Work instructions:
Reproduce the following material exactly, including every line.

Listed records START

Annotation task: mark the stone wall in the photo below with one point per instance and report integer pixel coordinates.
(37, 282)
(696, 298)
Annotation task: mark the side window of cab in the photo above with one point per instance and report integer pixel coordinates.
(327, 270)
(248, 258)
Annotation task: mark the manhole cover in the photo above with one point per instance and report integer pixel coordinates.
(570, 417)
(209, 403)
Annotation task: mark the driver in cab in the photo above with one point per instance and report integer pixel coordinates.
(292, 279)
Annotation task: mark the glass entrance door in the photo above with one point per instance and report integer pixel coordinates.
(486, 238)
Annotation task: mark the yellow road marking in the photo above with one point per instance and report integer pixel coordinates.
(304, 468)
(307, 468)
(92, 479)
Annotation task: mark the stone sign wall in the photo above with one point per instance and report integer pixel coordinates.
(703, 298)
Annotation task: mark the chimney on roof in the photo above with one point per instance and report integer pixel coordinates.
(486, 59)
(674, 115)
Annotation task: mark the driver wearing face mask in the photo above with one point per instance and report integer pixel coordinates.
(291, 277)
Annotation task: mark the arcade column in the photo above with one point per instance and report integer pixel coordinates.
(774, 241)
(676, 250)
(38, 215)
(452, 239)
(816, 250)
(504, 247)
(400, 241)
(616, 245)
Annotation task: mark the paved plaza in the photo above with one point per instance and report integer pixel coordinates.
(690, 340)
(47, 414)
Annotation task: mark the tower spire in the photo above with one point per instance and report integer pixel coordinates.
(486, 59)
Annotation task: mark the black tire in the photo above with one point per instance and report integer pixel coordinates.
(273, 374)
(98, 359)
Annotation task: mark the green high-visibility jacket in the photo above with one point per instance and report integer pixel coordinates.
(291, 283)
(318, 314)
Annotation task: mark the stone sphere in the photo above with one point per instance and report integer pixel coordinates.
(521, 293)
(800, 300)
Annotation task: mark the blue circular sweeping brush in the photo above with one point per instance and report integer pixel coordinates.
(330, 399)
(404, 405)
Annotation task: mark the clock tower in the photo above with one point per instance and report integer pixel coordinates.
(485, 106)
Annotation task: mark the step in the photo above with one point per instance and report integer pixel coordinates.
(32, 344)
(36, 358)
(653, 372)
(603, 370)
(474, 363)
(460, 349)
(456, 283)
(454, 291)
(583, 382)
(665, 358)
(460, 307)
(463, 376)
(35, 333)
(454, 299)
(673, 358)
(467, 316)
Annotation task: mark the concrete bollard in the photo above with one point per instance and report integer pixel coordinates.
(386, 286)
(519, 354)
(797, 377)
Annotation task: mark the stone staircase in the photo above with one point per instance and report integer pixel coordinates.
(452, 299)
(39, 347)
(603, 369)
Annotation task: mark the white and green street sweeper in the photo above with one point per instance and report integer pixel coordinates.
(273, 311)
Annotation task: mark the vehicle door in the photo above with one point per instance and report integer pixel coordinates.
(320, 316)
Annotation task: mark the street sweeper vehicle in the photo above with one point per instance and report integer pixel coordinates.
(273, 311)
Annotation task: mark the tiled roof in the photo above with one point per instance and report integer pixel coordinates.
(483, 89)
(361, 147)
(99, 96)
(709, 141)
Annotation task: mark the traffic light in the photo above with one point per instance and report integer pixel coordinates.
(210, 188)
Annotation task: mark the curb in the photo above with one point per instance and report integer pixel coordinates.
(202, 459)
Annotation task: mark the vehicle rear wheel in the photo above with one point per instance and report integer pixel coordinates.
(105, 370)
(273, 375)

Listed records END

Written reply:
Annotation task: mark the stone wall in the photo below with one point per instance and report integer pixel coordinates.
(37, 282)
(696, 298)
Annotation task: mark the side window of cab in the photo above with one point per instance and report integer pixel coordinates.
(327, 270)
(248, 258)
Annotation task: mark the manhole cover in the photo above with one point per instance and report integer pixel coordinates.
(570, 417)
(209, 403)
Annotation task: mark the driver in cab in the photo above with one point per instance and report integer pixel coordinates.
(292, 279)
Annotation task: mark the glass entrance door in the photo above with one point per instance and report integer pixel coordinates.
(486, 238)
Annotation task: mark the yellow road marking in the photo above with one point per instance and report integer pixel coordinates.
(304, 468)
(307, 468)
(92, 479)
Annotation task: mark the stone sign wall in the photo above with one point per instance and report integer pixel coordinates.
(703, 298)
Annotation task: mark the chimney on roof in the photo above with one point per instance and report integer pixel coordinates.
(486, 59)
(674, 115)
Annotation task: mark the driver wearing face mask in the photo above with one point per instance and report integer pixel coordinates.
(291, 277)
Annotation task: mark the arcade column in the photo above with one point per instance and report integer pixel coordinates.
(774, 241)
(676, 250)
(38, 215)
(452, 239)
(816, 250)
(504, 247)
(400, 241)
(616, 245)
Annotation task: mark the paved plaza in the photo above with one point per instance and report integer pixel coordinates.
(690, 340)
(47, 414)
Annotation task: mark the tower spire in the photo above with one point per instance and report integer pixel coordinates.
(486, 59)
Annotation task: mark the black tire in the photo above with one point per instance and report integer pixel coordinates.
(273, 374)
(98, 359)
Annotation task: mark the green high-visibility jacket in the photo above with one point per instance and report integer pixel coordinates.
(291, 283)
(318, 314)
Annotation task: mark the stone sphere in the photo above with one point per instance and report integer pixel coordinates.
(521, 293)
(800, 300)
Annotation task: mark the blue circular sweeping brush in the photo above with one point per instance and report integer pixel coordinates.
(330, 399)
(404, 405)
Annotation task: mark the clock tower in the photo above with one point per instance and report integer pixel coordinates.
(485, 106)
Annotation task: mark the step in the photo above with one point per instance and report integer pixel coordinates.
(32, 344)
(36, 358)
(653, 372)
(603, 370)
(474, 363)
(460, 349)
(456, 283)
(454, 291)
(583, 382)
(665, 358)
(460, 307)
(463, 376)
(35, 333)
(454, 299)
(673, 358)
(467, 316)
Annotation task: mark the concrete bollard in the photo above with one point per instance and report integer pixel coordinates.
(386, 286)
(519, 354)
(797, 377)
Annotation task: mark the stone staircase in the photo above with one point per instance and report integer pixel coordinates.
(452, 299)
(39, 347)
(603, 369)
Annotation task: mark the white and green street sweeper in the photo above with one point per instance and report integer pixel coordinates.
(273, 311)
Annotation task: mark the vehicle door in the photo above with one point per instance and report integer pixel coordinates.
(320, 316)
Annotation task: mark the street sweeper vehicle in the photo above with one point per instance and report integer pixel coordinates.
(273, 311)
Annotation task: mark the tiled roof in the photo above with one point per instance and report integer pixel coordinates.
(483, 89)
(361, 147)
(99, 96)
(709, 141)
Annotation task: mark the traffic light in the photo above with one point per instance and report integer pixel coordinates.
(210, 188)
Annotation task: mark the curb in the photo above with one point per instance and report integer pixel coordinates.
(202, 459)
Annotation task: mark the vehicle rear wheel in the photo above with one point per instance and report integer pixel coordinates.
(105, 370)
(273, 375)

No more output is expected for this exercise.